**What you need to do:**
Starting with the line that contains "Expected: one point per instance of the mountain" and going on through the end of the material, write out every line again, keeping all wording unchanged. Scale each pixel coordinate in the answer points by 2.6, rounding to whole numbers with halves rounded up.

+===+

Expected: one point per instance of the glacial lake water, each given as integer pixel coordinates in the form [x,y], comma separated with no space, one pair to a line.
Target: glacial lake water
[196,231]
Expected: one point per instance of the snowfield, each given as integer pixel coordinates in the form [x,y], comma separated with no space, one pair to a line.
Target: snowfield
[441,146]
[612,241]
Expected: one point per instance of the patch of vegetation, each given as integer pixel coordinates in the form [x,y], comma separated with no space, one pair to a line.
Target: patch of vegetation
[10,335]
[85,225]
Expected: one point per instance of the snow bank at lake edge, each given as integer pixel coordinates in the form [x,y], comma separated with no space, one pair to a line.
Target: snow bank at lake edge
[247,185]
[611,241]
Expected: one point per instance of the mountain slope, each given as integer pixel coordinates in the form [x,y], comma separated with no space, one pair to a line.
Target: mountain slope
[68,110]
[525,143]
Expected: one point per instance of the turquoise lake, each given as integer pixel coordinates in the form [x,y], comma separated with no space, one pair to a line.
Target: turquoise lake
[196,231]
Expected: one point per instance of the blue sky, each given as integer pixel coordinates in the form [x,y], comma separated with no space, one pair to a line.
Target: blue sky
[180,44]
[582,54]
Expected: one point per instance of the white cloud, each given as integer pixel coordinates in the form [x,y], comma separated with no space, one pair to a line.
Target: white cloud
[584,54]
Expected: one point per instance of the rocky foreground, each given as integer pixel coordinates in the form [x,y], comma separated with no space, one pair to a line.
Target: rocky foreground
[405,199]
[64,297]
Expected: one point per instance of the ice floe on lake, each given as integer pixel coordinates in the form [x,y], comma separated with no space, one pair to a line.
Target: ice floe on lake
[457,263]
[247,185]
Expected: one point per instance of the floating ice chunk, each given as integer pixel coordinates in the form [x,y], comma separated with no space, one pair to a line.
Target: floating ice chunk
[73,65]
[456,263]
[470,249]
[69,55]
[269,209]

+===+

**Solution to this problem:**
Expected: one point per instance of the mountain slope, each given as integer pixel coordinates in the form [x,y], comma separated with no space, one pair to a line.
Target: mountain slope
[177,286]
[1365,372]
Expected: one point per instance of the turquoise lake, each given as integer pixel coordinates in the form [x,y], comma separated with no space, one pair to a line.
Target: turquoise lake
[510,601]
Expected: one point per instance of the blue sky, each given as integer pixel coordinates in the form [x,y], comma separated with no space, one pair to a line.
Target: blue sky
[468,114]
[1513,140]
Expected: one point per instance of the white cloud, each given as integer pixel coordinates in the form [x,y], comma separated with no space, one pair to a line.
Target: white cloud
[1518,140]
Expected: one point per instance of the rocky foreground, each given as integer pixel coordinates in the form [x,y], comma separated with no space, one pair to a line.
Target: rocky foreground
[1053,517]
[166,772]
Expected: one point per instance of the ice floe on lake, each given as integer pixel coordinates in the form [x,y], comma separated with no space, one pair to a line.
Target: ice floe on lake
[1188,684]
[642,481]
Expected: one point per instance of the floating ice chunk, each given as integer pixel coordinates in the form [x,y], comma separated with no space, one pair to a line.
Target: floating ice chunk
[190,169]
[1186,684]
[1222,647]
[179,143]
[699,543]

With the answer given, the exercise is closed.